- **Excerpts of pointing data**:
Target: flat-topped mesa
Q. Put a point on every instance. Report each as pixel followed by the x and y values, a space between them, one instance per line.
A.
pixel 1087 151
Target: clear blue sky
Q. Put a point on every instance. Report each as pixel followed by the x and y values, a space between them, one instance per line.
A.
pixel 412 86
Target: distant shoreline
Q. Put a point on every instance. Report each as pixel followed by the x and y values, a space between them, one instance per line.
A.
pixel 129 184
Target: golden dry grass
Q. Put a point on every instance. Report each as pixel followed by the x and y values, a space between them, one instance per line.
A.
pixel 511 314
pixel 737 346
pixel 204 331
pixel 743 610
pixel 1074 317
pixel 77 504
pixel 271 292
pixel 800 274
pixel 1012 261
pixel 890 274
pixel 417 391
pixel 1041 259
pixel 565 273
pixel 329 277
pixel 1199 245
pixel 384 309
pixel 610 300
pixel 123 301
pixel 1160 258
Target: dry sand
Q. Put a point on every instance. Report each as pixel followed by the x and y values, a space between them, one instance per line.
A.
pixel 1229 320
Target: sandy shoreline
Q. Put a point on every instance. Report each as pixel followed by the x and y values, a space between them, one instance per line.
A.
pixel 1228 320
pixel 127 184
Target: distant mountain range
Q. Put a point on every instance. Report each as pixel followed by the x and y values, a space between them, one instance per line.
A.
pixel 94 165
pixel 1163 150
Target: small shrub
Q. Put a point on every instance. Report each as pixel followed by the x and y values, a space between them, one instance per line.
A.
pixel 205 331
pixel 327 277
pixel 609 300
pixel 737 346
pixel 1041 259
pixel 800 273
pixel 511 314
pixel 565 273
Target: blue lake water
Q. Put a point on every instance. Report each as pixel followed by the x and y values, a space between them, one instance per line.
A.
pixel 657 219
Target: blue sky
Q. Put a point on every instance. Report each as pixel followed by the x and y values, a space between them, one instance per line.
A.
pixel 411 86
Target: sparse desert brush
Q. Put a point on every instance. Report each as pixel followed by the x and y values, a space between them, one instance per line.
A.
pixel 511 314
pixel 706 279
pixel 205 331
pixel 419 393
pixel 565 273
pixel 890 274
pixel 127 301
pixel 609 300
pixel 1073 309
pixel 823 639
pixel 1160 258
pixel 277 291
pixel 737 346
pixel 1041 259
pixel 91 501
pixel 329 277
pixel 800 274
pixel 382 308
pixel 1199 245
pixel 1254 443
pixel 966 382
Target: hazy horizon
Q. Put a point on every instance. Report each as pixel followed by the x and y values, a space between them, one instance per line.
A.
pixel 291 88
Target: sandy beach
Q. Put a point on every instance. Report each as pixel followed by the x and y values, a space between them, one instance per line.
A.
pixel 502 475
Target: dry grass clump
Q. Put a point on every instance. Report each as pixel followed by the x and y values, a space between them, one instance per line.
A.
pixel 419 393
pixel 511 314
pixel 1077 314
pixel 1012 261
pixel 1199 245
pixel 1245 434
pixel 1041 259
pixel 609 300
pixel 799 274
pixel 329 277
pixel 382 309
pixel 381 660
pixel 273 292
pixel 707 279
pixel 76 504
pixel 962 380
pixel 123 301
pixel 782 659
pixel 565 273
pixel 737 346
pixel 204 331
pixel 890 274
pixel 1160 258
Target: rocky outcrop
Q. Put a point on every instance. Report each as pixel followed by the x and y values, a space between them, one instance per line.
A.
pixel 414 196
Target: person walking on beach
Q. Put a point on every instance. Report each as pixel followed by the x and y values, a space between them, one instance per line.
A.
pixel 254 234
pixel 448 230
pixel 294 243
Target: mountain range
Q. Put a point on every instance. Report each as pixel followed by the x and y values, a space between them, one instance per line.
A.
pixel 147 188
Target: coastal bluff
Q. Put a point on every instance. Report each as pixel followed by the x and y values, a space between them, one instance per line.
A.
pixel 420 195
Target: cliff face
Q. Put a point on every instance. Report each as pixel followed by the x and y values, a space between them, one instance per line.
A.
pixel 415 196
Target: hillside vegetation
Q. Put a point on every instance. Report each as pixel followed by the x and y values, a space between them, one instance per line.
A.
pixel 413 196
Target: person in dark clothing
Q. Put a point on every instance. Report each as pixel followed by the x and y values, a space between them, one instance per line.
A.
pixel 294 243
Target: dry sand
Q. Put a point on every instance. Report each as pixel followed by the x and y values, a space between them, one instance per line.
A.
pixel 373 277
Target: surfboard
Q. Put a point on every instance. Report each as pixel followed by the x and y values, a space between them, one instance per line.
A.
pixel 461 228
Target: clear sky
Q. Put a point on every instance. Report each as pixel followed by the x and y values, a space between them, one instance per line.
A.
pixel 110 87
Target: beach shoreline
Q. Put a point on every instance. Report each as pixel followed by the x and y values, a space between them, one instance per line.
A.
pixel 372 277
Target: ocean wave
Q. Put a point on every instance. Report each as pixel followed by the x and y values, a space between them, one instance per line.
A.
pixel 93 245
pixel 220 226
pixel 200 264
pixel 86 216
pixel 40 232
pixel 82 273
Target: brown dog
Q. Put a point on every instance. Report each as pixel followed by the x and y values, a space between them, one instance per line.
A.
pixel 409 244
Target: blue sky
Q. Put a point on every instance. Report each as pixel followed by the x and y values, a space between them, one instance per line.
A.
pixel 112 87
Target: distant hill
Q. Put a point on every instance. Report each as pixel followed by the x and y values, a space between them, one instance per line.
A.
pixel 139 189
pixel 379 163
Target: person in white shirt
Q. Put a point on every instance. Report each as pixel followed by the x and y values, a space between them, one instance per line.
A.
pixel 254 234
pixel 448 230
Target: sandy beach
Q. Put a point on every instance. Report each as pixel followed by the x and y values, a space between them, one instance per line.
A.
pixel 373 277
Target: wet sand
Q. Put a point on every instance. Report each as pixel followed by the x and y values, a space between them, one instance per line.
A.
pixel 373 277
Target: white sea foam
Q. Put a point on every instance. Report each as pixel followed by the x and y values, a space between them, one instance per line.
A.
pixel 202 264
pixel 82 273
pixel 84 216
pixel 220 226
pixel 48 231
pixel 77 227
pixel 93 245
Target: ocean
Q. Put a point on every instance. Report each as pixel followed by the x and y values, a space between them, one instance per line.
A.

- **SET PROBLEM**: Can you reproduce the listing above with each "Target" renamed to "Label" and everything else left as it is?

- **EXERCISE RESPONSE**:
Label: flat-topped mesa
Q. Put a point on every instance. Report each as pixel followed by the x and y values, a space between them, one instance per line.
A.
pixel 1087 151
Label: clear blue sky
Q. Put a point on every instance. Report each as pixel followed by the x and y values, a space between them, one instance per line.
A.
pixel 412 86
Label: distant shoreline
Q. Put a point on every instance. Report each as pixel followed by the x and y values, a space between them, one instance per line.
A.
pixel 129 184
Label: golden dry grass
Q. Put a point on every instance. Report each as pixel followed by the x and y values, a space between them, one instance per line.
A.
pixel 511 314
pixel 737 346
pixel 204 331
pixel 743 610
pixel 1074 317
pixel 77 504
pixel 271 292
pixel 800 274
pixel 1012 261
pixel 890 274
pixel 417 391
pixel 1041 259
pixel 565 273
pixel 329 277
pixel 1199 245
pixel 384 309
pixel 610 300
pixel 123 301
pixel 1160 258
Label: dry sand
Q. Put a point on every instance. Report each as pixel followed by the x and y values, a space between them, one instance per line.
A.
pixel 1229 320
Label: sandy shoreline
Q. Put a point on every instance. Report each as pixel followed by the x and y values, a space between them, one instance per line.
A.
pixel 1228 320
pixel 127 184
Label: distant mountain range
Q. Put a point on every instance. Report each as pixel followed by the x and y values, a space between them, one instance per line.
A.
pixel 94 165
pixel 1163 150
Label: small shrub
Q. Put a point on every instance. Report each as pixel followed by the x and y values, a space between them, one instance per line.
A.
pixel 205 331
pixel 327 277
pixel 609 300
pixel 737 346
pixel 1041 259
pixel 800 273
pixel 511 314
pixel 565 273
Label: blue lake water
Q. Put a point on every instance. Report each as pixel followed by the x and y values, a space between them, one instance per line.
A.
pixel 657 219
Label: blue sky
Q. Put a point on every instance. Report each as pixel followed by the x and y values, a space between them, one instance per line.
A.
pixel 411 86
Label: sparse desert brush
Q. Put a point on every instance. Report each as pixel followed by the x and y values, a space between them, one instance per line.
A.
pixel 511 314
pixel 706 279
pixel 205 331
pixel 419 393
pixel 565 273
pixel 890 274
pixel 127 301
pixel 609 300
pixel 1073 309
pixel 823 639
pixel 1160 258
pixel 277 291
pixel 737 346
pixel 1041 259
pixel 91 501
pixel 329 277
pixel 800 274
pixel 382 308
pixel 1199 245
pixel 1254 443
pixel 966 382
Label: hazy horizon
Q. Put a point on every instance. Report each as pixel followed by the x and y values, a space between them, one instance per line.
A.
pixel 291 88
Label: sandy beach
Q. Put a point on every instance. Report each as pixel followed by the x and y values, a space between them, one instance per line.
A.
pixel 502 475
Label: dry grass clump
Q. Put a point on every instance. Report each as pixel followed by the x and y values, a space between them, one instance per line.
A.
pixel 419 393
pixel 511 314
pixel 1077 314
pixel 1012 261
pixel 1199 245
pixel 1245 434
pixel 1041 259
pixel 609 300
pixel 799 274
pixel 329 277
pixel 382 309
pixel 381 660
pixel 273 292
pixel 707 279
pixel 76 504
pixel 962 380
pixel 123 301
pixel 782 659
pixel 565 273
pixel 737 346
pixel 204 331
pixel 890 274
pixel 1160 258
Label: rocky outcrop
Q. Put a point on every instance. Report each as pixel followed by the x and y values, a space between them, one instance per line.
A.
pixel 414 196
Label: person walking on beach
Q. Put a point on every instance. Report each as pixel followed by the x and y values, a space between them, one instance per line.
A.
pixel 254 234
pixel 448 230
pixel 294 243
Label: mountain range
Q. Put a point on every instance. Report each as pixel followed by the x and y values, a space between them, one instance per line.
A.
pixel 147 188
Label: coastal bluff
Q. Put a point on every instance. Report each as pixel followed by the x and y values, a space between them, one instance per line.
A.
pixel 420 195
Label: cliff face
Q. Put a point on every instance. Report each as pixel followed by the x and y values, a space between them, one instance per line.
A.
pixel 415 196
Label: hillside vegetation
Q. Put a point on every instance. Report each as pixel followed by the x and y values, a space between them, one instance per line.
A.
pixel 413 196
Label: person in dark clothing
Q. Put a point on every instance. Report each as pixel followed by the x and y values, a space between them, one instance per line.
A.
pixel 294 243
Label: dry sand
Q. Put a point on every instance. Report each as pixel followed by the x and y values, a space between them, one instance per line.
A.
pixel 373 277
Label: surfboard
Q. Put a point on every instance. Report each as pixel followed by the x and y values, a space between them, one instance per line.
A.
pixel 461 228
Label: clear sky
Q. Put a point on every instance. Report each as pixel followed by the x and y values, a space between them, one instance per line.
A.
pixel 110 87
Label: beach shoreline
Q. Put a point on every instance. Report each as pixel followed by the x and y values, a space between them, one instance per line.
A.
pixel 372 277
Label: ocean wave
Q. Put a point on every instance. Report each as pixel followed by the x and y values, a space between them, one instance per line.
A.
pixel 93 245
pixel 220 226
pixel 200 264
pixel 86 216
pixel 40 232
pixel 82 273
Label: brown dog
Q. Put a point on every instance. Report each as pixel followed by the x and y values, a space between them, one instance per line.
A.
pixel 409 244
Label: blue sky
Q. Put a point on every instance. Report each as pixel followed by the x and y values, a space between them, one instance per line.
A.
pixel 112 87
Label: distant hill
Q. Put a point on every instance. Report each as pixel followed by the x and y values, a space between them, one instance per line.
A.
pixel 139 189
pixel 379 163
Label: person in white shirt
Q. Put a point on every instance. Report each as pixel followed by the x and y values, a space between them, one instance per line.
A.
pixel 254 234
pixel 448 230
Label: sandy beach
Q. Put a point on every instance. Report each as pixel followed by the x and y values, a space between them, one instance per line.
A.
pixel 373 277
Label: wet sand
Q. Put a point on every instance. Report each as pixel followed by the x and y values, a space between them, one instance per line.
A.
pixel 373 277
Label: white sea foam
Q. Put a point on every instance. Report each as pixel followed by the x and y values, a space between them, one instance per line.
A.
pixel 202 264
pixel 82 273
pixel 84 216
pixel 220 226
pixel 48 231
pixel 77 227
pixel 93 245
Label: ocean
Q. Put a point on every instance. Report each as pixel followed by the x and y values, a space between them, one instance per line.
A.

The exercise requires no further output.